• **Excerpt**:
++++++++++++++++++++

# Christmas deal at Hands On



## MikeHag

Just received this by email... Hope Paul doesn't mind if I share it. Personally I do rate Hands On roasts very highly.

http://www.hands-on-coffee.co.uk/

FREE FIRST CLASS POSTAGE ON ALL ORDERS OF 3 BAGS OR MORE!

This Saturday (17th December) we're offering free postage and packing on all coffee orders of 3 or more bags (250g). You can choose from any of our coffees (including the new Black Chough and Limited Release range) and postage and packing is absolutely FREE!

The offer starts at 9am Saturday 17th December and lasts until 9pm Monday 19th December 2011 - so don't miss out! To make sure your coffee arrives fresh and in time for Christmas we'll post by First Class Royal Mail by Tuesday 20th December 2011.


----------



## nekromantik

is hands on coffee good?

how are the beans compared to Has Bean?


----------



## RvB

nekromantik said:


> is hands on coffee good?


yes it is!


----------



## nekromantik

I only just ordered some james gormet 250g bag which not arrived yet but now im tempted to get Lusty Glaze 1KG bag for £14 as it works out just under £4 per 250g!


----------



## coffeeone

ahh man cannot believe i just saw this thread now. i wanted to try this site out as well. oh well.


----------



## MikeHag

coffeeone said:


> ahh man cannot believe i just saw this thread now. i wanted to try this site out as well. oh well.


If you give Paul a ring maybe he'll extend the offer... dunno, and I can't speak for him of course


----------



## coffeeone

well it wont hurt to ring him i guess, thanks.

edit - spoke to eloise. She was very nice but explained i was too late. Oh well may get them next year. I liked the look of this company from their site seem rather home grown. How do their beans compare?


----------



## bobbytoad

coffeeone said:


> ahh man cannot believe i just saw this thread now. i wanted to try this site out as well. oh well.


 In the same boat as you - postage seems a bit steep otherwise or is it just me?


----------



## nekromantik

bobbytoad said:


> In the same boat as you - postage seems a bit steep otherwise or is it just me?


they are only above has bean shipping costs.

all the online coffee roasters I seen charge between £1.90 - £2.90 for one bag.


----------



## MikeHag

coffeeone said:


> how do their beans compare?


Paul is roasting the beans for my UKBC set. Personally I think his roasts and their choice of beans are excellent. I know they choose them carefully. Their roaster is a joper, a hybrid of conduction and convection. Makes a great, clean and consistent roast IMHO. But everyone has their own preferences and favourite roasters. Re postage, might be slightly more than some because they do package it very securely to avoid damage in transit... have some scissors to hand when it arrives!


----------



## RvB

bobbytoad said:


> In the same boat as you - postage seems a bit steep otherwise or is it just me?


No, don't seem to be. £2.75 postage for a single bag of beans that weigh over 250g once packaged up??? 1st class postage is £2.48 for 250g to 500g parcels, I don't think it's unreaonable to charge a little extra for packaging, especially when they come as neatly and securely wrapped as Hands on Bean's do. Will the extra 27p cover the costs of the packaging material, the time in packaging it up and taking it to the post office, definitely not!


----------



## RvB

coffeeone said:


> How do their beans compare?


They're quality beans, freshly roasted. Any comparison is going to be subjective, give them a go and decide for yourself.

++++++++++++++++++++

• **Supplied material**:
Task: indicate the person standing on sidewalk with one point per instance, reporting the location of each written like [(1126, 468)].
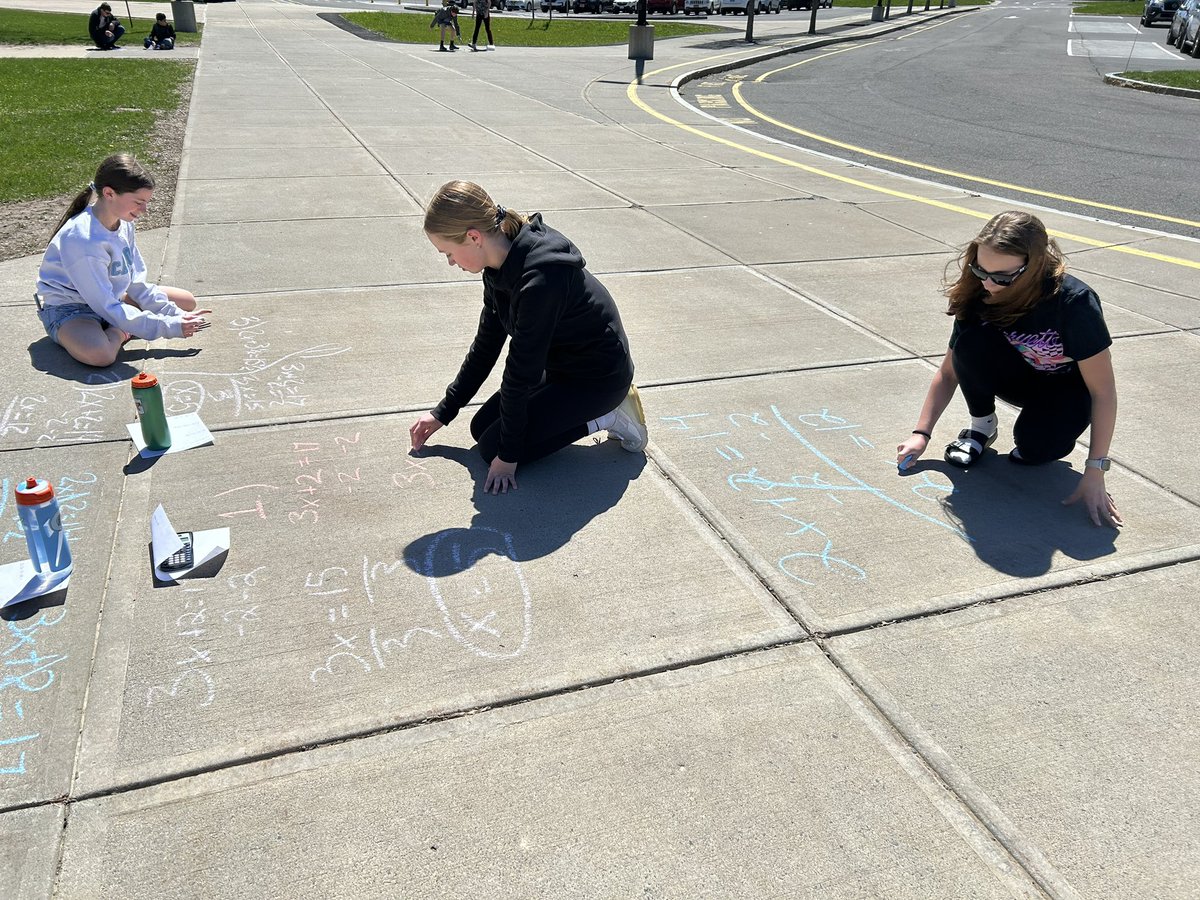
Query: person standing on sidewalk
[(91, 289), (483, 17), (569, 372), (105, 29), (1030, 334), (445, 18)]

++++++++++++++++++++

• **Written problem**: Could you retype the Hands On coffee thread word for word from "This Saturday (17th" to "20th December 2011."?

• **Answer to this task**:
This Saturday (17th December) we're offering free postage and packing on all coffee orders of 3 or more bags (250g). You can choose from any of our coffees (including the new Black Chough and Limited Release range) and postage and packing is absolutely FREE!

The offer starts at 9am Saturday 17th December and lasts until 9pm Monday 19th December 2011 - so don't miss out! To make sure your coffee arrives fresh and in time for Christmas we'll post by First Class Royal Mail by Tuesday 20th December 2011.